## GOAL OF THE EXERCISE
Copy every entry word for word. Skip the pictures.

++++++++++

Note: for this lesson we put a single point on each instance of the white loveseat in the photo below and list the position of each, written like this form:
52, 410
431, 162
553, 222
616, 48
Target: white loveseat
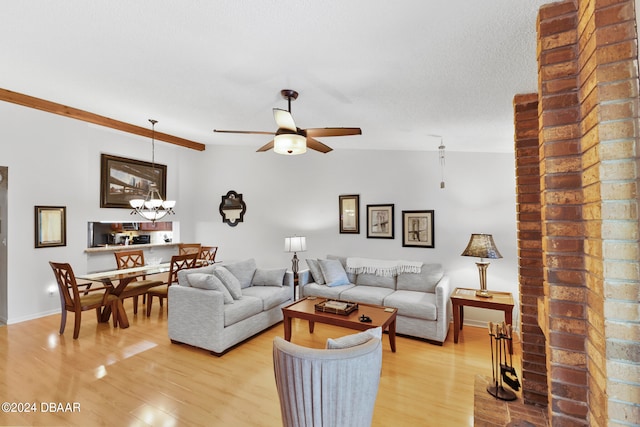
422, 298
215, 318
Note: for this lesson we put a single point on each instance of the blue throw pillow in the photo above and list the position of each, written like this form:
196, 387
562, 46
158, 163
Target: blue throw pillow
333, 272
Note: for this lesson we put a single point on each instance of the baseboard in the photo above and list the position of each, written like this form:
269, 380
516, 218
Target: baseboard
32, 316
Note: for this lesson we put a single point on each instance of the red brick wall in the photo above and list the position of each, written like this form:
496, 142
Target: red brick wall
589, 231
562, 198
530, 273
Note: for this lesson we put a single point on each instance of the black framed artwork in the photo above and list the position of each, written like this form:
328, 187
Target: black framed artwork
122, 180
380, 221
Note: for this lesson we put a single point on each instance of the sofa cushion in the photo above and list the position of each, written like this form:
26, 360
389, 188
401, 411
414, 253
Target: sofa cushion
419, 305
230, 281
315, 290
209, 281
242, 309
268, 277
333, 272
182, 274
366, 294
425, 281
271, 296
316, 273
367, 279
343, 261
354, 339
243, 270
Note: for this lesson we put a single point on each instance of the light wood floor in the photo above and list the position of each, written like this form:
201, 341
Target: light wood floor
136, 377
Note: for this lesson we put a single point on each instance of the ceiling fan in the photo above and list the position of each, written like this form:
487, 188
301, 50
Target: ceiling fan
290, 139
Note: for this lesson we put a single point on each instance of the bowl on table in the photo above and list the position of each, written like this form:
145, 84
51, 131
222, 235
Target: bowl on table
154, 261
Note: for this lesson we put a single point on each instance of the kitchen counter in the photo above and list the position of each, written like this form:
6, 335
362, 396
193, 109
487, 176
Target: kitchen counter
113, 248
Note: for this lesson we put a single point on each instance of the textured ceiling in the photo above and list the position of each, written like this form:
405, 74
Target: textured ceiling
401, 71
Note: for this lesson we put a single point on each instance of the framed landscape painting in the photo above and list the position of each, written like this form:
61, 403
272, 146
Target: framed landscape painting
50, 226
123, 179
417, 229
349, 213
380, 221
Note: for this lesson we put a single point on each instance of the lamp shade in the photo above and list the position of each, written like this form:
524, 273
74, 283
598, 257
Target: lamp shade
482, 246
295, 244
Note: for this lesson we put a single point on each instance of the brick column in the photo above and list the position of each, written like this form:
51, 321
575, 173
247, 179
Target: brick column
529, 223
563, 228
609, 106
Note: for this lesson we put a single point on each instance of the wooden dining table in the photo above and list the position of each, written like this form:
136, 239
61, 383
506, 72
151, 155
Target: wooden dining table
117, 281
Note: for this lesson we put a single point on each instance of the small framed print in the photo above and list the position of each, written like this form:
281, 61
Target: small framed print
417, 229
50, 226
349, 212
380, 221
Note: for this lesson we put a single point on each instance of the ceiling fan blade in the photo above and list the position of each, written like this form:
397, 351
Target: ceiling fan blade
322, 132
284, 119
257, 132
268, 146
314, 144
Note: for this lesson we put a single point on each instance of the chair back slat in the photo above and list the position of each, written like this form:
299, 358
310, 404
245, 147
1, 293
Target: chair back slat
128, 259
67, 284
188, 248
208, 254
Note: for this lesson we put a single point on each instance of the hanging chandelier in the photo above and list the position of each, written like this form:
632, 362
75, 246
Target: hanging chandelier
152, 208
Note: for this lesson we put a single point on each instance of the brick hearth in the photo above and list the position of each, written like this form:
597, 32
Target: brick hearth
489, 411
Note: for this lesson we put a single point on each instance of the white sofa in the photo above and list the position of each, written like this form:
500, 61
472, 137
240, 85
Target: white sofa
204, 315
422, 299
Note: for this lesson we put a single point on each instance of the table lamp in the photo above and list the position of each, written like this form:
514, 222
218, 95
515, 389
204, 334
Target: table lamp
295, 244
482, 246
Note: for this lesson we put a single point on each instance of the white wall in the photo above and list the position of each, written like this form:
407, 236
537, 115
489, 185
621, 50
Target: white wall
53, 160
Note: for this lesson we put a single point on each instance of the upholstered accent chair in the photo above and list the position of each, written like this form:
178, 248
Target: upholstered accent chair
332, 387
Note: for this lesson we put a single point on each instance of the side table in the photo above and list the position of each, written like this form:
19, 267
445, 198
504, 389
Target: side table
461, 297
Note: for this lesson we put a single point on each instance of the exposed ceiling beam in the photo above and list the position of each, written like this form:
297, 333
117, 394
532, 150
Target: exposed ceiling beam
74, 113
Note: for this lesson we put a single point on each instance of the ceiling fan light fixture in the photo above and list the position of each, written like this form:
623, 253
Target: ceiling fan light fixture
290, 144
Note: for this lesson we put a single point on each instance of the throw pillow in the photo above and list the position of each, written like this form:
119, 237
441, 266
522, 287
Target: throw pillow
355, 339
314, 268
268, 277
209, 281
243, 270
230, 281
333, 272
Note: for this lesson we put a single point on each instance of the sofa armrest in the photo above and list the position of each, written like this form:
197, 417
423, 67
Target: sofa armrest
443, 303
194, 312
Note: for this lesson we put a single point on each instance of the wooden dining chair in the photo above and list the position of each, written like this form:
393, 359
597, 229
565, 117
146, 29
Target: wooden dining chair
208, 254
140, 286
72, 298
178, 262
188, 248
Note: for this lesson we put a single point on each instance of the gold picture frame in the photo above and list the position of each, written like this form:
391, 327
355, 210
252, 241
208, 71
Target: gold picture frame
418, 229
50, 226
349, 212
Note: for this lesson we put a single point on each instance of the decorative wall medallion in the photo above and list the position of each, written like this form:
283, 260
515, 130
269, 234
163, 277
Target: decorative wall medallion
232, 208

++++++++++

## SOLUTION
Note: for this lesson we put a single point on each instance of the white loveseat in the photo below and list the position of each, written like this form:
52, 410
431, 162
553, 222
616, 48
Target: white loveseat
422, 298
215, 318
Note: for this lesson we put a single point on each instance of the blue throw pillow in the photo above and list the position of each, written like this form:
196, 387
562, 46
158, 163
Target: blue throw pillow
333, 272
Note: for this lesson we put a single point on each instance of the baseboard in the photo above and list the position of each, written like this form:
269, 380
516, 218
Target: baseboard
32, 316
Note: for this lesson we put a single point on each instance of the red brick wall in the photo above and list the position of each, written like this form:
496, 142
Target: red brick wall
589, 231
562, 198
530, 273
Note: for this lesson we put a single point on each instance of the black framed artwork in the photo above and list the position of each, written like this form:
328, 187
Target: black framed artwork
122, 180
380, 221
Note: for this lesson we put a single point on each instance of the sofa cushion in the photo above and list the position of each, written like this form:
26, 360
389, 188
401, 411
414, 253
Target: sofa cushion
419, 305
230, 281
315, 290
209, 281
242, 309
268, 277
333, 272
182, 274
366, 294
425, 281
271, 296
316, 273
367, 279
343, 261
354, 339
243, 270
Note: for this lesson we put a single point on each instance of the light wood floor in the photo above and list the position of each, written like this form:
201, 341
Target: light wood floor
136, 377
Note: for this lesson we put a single point on each instance of the ceiling fan in the photo above and list the position of each, written like this form:
487, 188
301, 50
Target: ceiling fan
290, 139
Note: for this lesson we put a single point on each instance of the bowl on table in the photo above and list the position of each, written like this form:
145, 84
51, 131
222, 235
Target: bowl on table
154, 261
Note: for this lesson we put a single point on each instance of the kitchen counter in the photo above and list the position of each, written like this form:
6, 335
362, 396
193, 109
487, 176
Target: kitchen counter
113, 248
Note: for this lesson we put a single point on each instance of the textured ceiling in the photo above and list the position of each, written like this form:
405, 74
Target: textured ceiling
401, 71
Note: for this lesson we put a single point on each instance of the framed landscape painting in the photo above and list the position of each, written like this form:
61, 403
272, 146
Target: framed landscape painting
50, 226
123, 179
417, 229
349, 213
380, 221
Note: for this lesson we put a single point on each instance of the lamp shade in the photo above and list the position of each, written like this form:
524, 273
74, 283
598, 257
Target: lamp shade
482, 246
295, 244
Note: for this lesson we put a single point on each instance of the brick column in the photo above and list the position of each, written like this form:
51, 321
575, 173
247, 179
Target: brick column
529, 223
563, 228
609, 106
Note: for this lesson we put a single point on each instance of the wooden dining table in the photo above and list the position of each, written like this form:
136, 239
61, 383
506, 72
151, 155
Target: wooden dining table
117, 281
Note: for this lesson we put a single point on each instance of the small framed print in the photo above and list the position of each, written like this form:
281, 61
Target: small framed print
417, 229
50, 226
349, 212
380, 221
Note: for this lesson we put a single point on each instance of the ceiling fan blade in the photo above and list the position of each, written like this form:
397, 351
Target: ceiling fan blade
322, 132
284, 119
257, 132
268, 146
314, 144
Note: for this lesson we put a single point on each instance of the chair back slat in the photo above and list the position of each, written like this form:
299, 358
310, 404
245, 147
1, 293
Target: chair back slat
128, 259
67, 284
188, 248
208, 254
Note: for this lesson we put a single point on each instance of the hanging chandelier in the photo above and list the position of each, written like this form:
632, 362
75, 246
Target: hanging chandelier
152, 208
Note: for this lesson we put a single point on each instance of the brick hearth in the photo above and list the position of each, written like this form:
597, 32
Target: brick hearth
489, 411
Note: for this lesson we put a single point on each instance of the white sofa in the photo above and list the position of each, written like this form:
500, 61
472, 137
240, 85
Target: white sofa
204, 315
422, 299
Note: for this lesson we put a single point on each instance of the table lamp in the photo above and list the position of each, written like this form:
514, 222
218, 95
515, 389
204, 334
Target: table lamp
295, 244
482, 246
Note: for this lesson we put a single point on each instance of the white wall in the photo above and list the position of each, written like this form:
407, 236
537, 115
489, 185
621, 50
Target: white wall
53, 160
Note: for this lesson we put a single point on each instance of the upholstered accent chair in the photo above and list the position of each, written like this form:
178, 248
Target: upholstered accent chair
332, 387
Note: for this lesson we put a single point on each instance of the side table in the photo above and list the position of each, written like this form:
19, 267
445, 198
504, 389
Target: side table
461, 297
Note: for this lesson we put a single point on each instance of the exposed ceiling beam in the photo above and list the position of each, written like this form:
297, 333
117, 394
532, 150
Target: exposed ceiling beam
74, 113
Note: for this lesson we put a single point on each instance of the ceiling fan light fixture in the photo above and list the position of each, written like this form:
623, 253
Target: ceiling fan light fixture
290, 144
Note: for this lesson we put a single point on each instance of the throw pillow in the photo above and list the position of each, written like this form:
119, 237
441, 266
522, 287
Target: throw pillow
355, 339
314, 268
268, 277
209, 281
243, 270
230, 281
333, 272
Note: for this lesson we put a single point on each instance of the sofa armrest in the photo above and list the position of each, written like this form:
197, 417
423, 67
Target: sofa armrest
443, 303
194, 312
Note: for this lesson we put a single point on each instance of the wooden dining chair in the photo above and list the position of each, written like this form:
393, 359
597, 229
565, 117
146, 29
Target: wooden dining chair
208, 254
140, 286
72, 298
178, 262
188, 248
Note: for this lesson we put a single point on each instance of the gold picture frame in the photo above and list the position of each, written like this form:
391, 327
355, 210
252, 241
208, 71
Target: gold picture frame
418, 229
50, 226
349, 212
Note: for this lesson we put a single point on each instance of the decorative wall medallion in the photo above and list the position of each, written like this form:
283, 260
515, 130
269, 234
163, 277
Target: decorative wall medallion
232, 208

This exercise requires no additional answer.